**Task list:**
1. According to the passage on Rome and Athens, in what year was Athens selected to join the 100RC Initiative?
2. Reproduce the stretch of the passage on Rome and Athens from "These activities allowed" through "to be addressed.", word for word.
3. Resume the passage on Rome and Athens and write what follows its last sentence.

**Passage provided:**
———
Rome and Athens: common challenges
Both Rome and Athens have experienced several changes throughout their history, and they stand now at the crossroad of multiple challenges, many of which common to other cities in Europe and beyond, but also of opportunities for triggering more responsible urban development processes.
Climate-related impacts, such as flash floods, heat waves, forests fires, represent a major challenge in both cities, also due to the highly vulnerable built environment: high population density, inadequate infrastructures, lack of public green areas as well as of effective maintenance policies result in a limited capacity of both cities to cope with more and more frequent climate-related hazards (Figs. 1, 2). Moreover, in the last decade economic crisis and migration flows significantly affected both cities determining a significant increase in poverty and social inequalities levels, in particular in Athens, where large-scale flows of refugees, combined to the severe consequences in terms of loss of jobs, reduction of incomes and increase of taxes, led to acute social conflicts.
Thus, Rome and Athens can be nowadays considered as paradigmatic examples of the main facets of the “new urban question” (Secchi 2013): the impacts of climate change and the growing social inequalities. Thus, the selected cases study could provide useful insights on the effectiveness of a resilience-based approach in tackling the most relevant interconnected challenges threatening urban future development.
Rome and Athens: the resilience building process
Following an application submitted by the cities themselves, Rome and Athens were selected to be part of the 100RC Initiative, respectively in 2013 and in 2014. Both of them followed, although with slightly different timing, the semi-standardized process suggested by the Rockefeller Foundation to deliver the Preliminary Resilience Assessment followed by the Resilience Strategy.
In 2013, Rome was selected as one of the first 32 cities to be part of the 100RC network; in the same year the Chief Resilience Officer (CRO) and a devoted working team were established. In June 2014, with the Agenda Setting Workshop, the working team gave the start to the resilience building process. The first phase of the process, aimed at outlining the reference scenario for the Resilience Strategy, led to the Preliminary Resilience Assessment (PRA) in 2016 (Fig. 3). During the first phase, the working team engaged local stakeholders through:
focus groups, involving representatives of competent authorities in the field of infrastructures and transport networks, water management, technological network companies, departments for environmental and cultural heritage protection;
surveys and workshops, involving professional and citizen associations, companies, and citizens (Resilient Rome 2016).
These activities allowed the team, supported by external experts, identifying strengths and weaknesses of Rome as well as shocks and stresses that affect the city and prioritizing them according to the stakeholders’ perception. Based on these activities, in 2015 the Team drafted 4 intermediate reports, including the Stakeholder Engagement Plan, and in January 2016 published the PRA that identified the main shocks and stresses that Rome had to cope with, the most critical assets and the five main challenges to be addressed.
———
**Dataset extract:**
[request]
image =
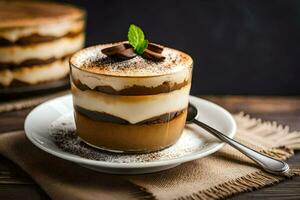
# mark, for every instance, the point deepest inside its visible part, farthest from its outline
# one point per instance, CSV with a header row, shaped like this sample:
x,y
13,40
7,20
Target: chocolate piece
x,y
165,87
151,55
101,116
155,48
35,39
30,62
122,51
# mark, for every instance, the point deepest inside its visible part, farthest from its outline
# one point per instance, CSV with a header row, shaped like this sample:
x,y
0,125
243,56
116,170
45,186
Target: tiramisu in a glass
x,y
132,105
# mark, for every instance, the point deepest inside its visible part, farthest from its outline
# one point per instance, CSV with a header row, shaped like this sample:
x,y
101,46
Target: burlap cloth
x,y
222,174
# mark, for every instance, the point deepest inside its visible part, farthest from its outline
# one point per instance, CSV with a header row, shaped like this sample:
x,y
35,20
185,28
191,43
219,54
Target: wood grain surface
x,y
16,184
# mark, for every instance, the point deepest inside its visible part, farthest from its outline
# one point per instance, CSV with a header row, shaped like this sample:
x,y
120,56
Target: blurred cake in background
x,y
36,41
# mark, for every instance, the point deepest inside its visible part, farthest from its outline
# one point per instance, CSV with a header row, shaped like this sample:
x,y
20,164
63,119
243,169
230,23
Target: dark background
x,y
238,47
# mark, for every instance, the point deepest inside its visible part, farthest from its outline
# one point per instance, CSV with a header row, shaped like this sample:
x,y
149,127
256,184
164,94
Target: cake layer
x,y
35,39
36,74
101,116
121,85
129,138
57,49
93,60
133,109
54,30
165,87
35,13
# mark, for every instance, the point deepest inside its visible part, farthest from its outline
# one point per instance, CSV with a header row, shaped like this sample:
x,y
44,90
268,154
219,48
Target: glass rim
x,y
72,64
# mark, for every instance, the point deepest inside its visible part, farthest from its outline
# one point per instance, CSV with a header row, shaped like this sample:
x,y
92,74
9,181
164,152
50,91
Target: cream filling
x,y
119,83
132,108
55,29
36,74
57,48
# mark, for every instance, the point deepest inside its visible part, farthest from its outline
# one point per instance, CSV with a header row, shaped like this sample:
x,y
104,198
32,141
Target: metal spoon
x,y
269,164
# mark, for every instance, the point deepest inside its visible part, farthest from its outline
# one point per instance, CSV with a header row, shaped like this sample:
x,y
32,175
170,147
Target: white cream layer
x,y
132,108
55,29
119,83
57,48
36,74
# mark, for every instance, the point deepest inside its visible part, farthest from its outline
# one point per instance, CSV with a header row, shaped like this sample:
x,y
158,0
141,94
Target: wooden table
x,y
15,184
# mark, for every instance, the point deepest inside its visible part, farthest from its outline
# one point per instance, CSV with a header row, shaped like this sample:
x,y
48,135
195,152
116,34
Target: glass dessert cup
x,y
128,113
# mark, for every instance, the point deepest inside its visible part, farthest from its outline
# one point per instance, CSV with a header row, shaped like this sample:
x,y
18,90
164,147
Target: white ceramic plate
x,y
195,143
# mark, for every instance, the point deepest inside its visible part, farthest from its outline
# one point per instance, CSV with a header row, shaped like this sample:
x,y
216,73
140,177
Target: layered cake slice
x,y
131,105
36,41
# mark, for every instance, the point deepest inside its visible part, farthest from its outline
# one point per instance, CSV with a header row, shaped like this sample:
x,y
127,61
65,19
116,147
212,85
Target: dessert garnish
x,y
136,45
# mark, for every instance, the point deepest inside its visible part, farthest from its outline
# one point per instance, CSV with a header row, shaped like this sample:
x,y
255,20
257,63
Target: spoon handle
x,y
269,164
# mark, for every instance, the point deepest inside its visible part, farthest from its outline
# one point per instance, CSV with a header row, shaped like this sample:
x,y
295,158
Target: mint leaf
x,y
136,39
140,49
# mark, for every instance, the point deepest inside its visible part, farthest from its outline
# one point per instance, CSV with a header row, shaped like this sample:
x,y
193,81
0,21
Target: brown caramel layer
x,y
165,87
35,39
30,62
129,138
105,117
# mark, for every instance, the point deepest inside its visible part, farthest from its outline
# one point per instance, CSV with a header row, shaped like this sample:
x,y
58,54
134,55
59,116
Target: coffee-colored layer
x,y
105,117
30,62
35,74
129,138
165,87
34,39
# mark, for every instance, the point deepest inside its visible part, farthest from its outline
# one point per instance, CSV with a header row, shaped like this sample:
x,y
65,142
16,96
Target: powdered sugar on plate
x,y
63,132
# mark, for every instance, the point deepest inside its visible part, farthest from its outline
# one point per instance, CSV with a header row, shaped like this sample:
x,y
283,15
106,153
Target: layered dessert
x,y
36,41
133,105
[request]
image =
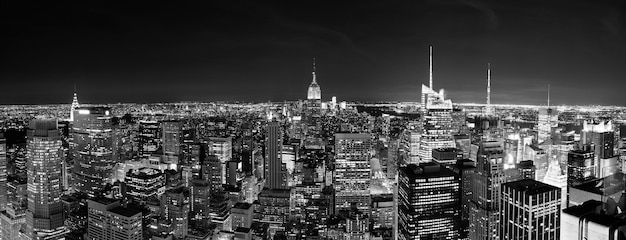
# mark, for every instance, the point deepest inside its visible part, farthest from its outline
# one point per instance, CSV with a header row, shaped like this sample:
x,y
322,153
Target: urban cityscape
x,y
315,166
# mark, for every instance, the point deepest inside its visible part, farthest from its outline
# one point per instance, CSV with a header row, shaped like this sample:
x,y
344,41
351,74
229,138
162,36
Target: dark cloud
x,y
256,51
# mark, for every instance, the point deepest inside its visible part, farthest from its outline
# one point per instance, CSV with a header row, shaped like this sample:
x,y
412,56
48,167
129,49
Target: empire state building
x,y
314,93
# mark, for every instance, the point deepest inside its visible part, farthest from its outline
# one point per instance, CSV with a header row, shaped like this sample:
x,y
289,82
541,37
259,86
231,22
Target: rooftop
x,y
126,212
530,186
427,170
242,205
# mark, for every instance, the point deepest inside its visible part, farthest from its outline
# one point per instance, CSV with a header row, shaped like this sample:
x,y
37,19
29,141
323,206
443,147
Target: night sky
x,y
365,50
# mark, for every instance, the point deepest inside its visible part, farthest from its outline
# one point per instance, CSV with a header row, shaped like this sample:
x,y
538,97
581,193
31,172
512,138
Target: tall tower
x,y
530,210
44,217
93,149
485,203
3,173
430,66
429,204
315,92
352,171
275,170
74,105
488,108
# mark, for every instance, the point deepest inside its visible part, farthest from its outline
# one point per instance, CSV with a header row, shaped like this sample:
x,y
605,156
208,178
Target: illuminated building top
x,y
74,105
314,93
603,126
434,100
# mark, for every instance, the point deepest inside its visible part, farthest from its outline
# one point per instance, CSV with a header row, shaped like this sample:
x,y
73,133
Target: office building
x,y
241,215
315,92
488,177
93,150
601,138
436,127
3,173
149,138
275,171
175,210
352,171
74,106
172,137
589,221
274,199
465,169
108,220
144,183
223,149
429,204
530,210
44,216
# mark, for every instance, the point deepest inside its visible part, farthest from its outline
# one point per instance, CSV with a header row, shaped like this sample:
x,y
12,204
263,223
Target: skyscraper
x,y
44,217
275,170
274,199
530,210
429,202
74,106
314,93
149,138
93,149
3,173
601,138
175,210
485,203
581,166
172,137
352,171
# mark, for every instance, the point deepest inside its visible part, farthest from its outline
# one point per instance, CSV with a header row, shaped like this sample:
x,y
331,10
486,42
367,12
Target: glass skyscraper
x,y
93,149
44,216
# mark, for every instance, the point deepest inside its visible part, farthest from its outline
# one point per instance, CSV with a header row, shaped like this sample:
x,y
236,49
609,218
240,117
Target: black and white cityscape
x,y
478,120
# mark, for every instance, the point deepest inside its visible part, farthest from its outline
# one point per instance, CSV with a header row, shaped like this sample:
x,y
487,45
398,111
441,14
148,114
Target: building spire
x,y
430,76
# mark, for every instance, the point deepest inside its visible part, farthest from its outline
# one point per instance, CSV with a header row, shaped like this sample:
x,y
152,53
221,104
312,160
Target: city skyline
x,y
251,52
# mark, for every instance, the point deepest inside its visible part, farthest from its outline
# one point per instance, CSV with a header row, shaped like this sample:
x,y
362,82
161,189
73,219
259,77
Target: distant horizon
x,y
365,51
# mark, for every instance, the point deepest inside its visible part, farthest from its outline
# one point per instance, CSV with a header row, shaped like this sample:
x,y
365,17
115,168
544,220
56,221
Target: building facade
x,y
530,210
429,202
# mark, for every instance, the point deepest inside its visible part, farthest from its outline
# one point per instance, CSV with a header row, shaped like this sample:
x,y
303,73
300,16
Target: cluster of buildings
x,y
314,170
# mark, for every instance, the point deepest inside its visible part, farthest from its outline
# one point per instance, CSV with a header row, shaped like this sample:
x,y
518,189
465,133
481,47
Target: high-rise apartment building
x,y
352,171
465,168
149,138
429,202
172,137
275,170
44,216
436,128
530,210
488,177
175,210
601,138
93,149
274,199
3,173
108,220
———
**In response:**
1. 2014

2.
These activities allowed the team, supported by external experts, identifying strengths and weaknesses of Rome as well as shocks and stresses that affect the city and prioritizing them according to the stakeholders’ perception. Based on these activities, in 2015 the Team drafted 4 intermediate reports, including the Stakeholder Engagement Plan, and in January 2016 published the PRA that identified the main shocks and stresses that Rome had to cope with, the most critical assets and the five main challenges to be addressed.

3.
Following the release of the PRA, Rome has gone through a slowdown of the activities due to the establishment of a Special Commissioner to administer the City. After the establishment of the new City Government, in September 2017, a new CRO was appointed and the new Resilience Steering Committee (RSC) and Resilience Team established. Both of them were mostly composed by Deputy Mayors and members of different Municipal Departments, such as cultural policies, urban planning, environmental sustainability, heritage and housing policies, youth and social policies, economic development, digital policies, tourism, and labor policies. This transition led to a review of the previously identified challenges, according to the political agenda of the new Mayor, and significantly affected the timing of the process.
Hence, after the selection of the new CRO in September 2017, the renewed team supported by the external experts from the ARUP group, whilst the first phase of the process had been supported by the ICLEI, outlined the final Resilience Strategy that was officially launched in June 2018. The final Resilience Strategy outlined a vision for an inclusive and supportive city with an exceptional natural, historical and cultural heritage, capable of safeguarding its past and developing it by promoting environmental sustainability, economic development, and public well-being (Resilient Rome 2018).
The engagement of Rome in the 100RC Initiative was part of a wider action promoted by the Urban Transformation and Environment Department and aimed at launching urban innovation pathways in a context scarcely oriented to innovation (Tocci 2015) and characterized by a significant lack of internal resources (Coppola 2016).
Athens was selected in 2014 (one of the 35 cities selected in the second round) to join the 100RC Initiative. In the spring of 2015, through the Agenda Setting Workshop (in which 130 Athenians were involved), the framework and the methods of the 100RC program were presented. The CRO was appointed in January 2016, while the Office of Resilience and Sustainability (ORS) was established in February 2016 and gained an official status as part of the Mayor’s Office in December 2016 (Government Gazette No 3812/B’/28-11-2016). The ORS, supported by the ARUP’s external experts, laid the foundations for drafting and implementing the Resilience Strategy. Moreover, the RSC was established to provide interdisciplinary input and guidance throughout all the phases (conceptualization, drafting, implementation, monitoring) of the process aimed at delivering the Resilience Strategy. It involved an interdisciplinary group of stakeholders from different governmental, academic and nonprofit institutions covering a broad range of expertise and led by the Mayor of Athens (Resilient Athens ADDMA SA 2016; Resilient Athens 2017).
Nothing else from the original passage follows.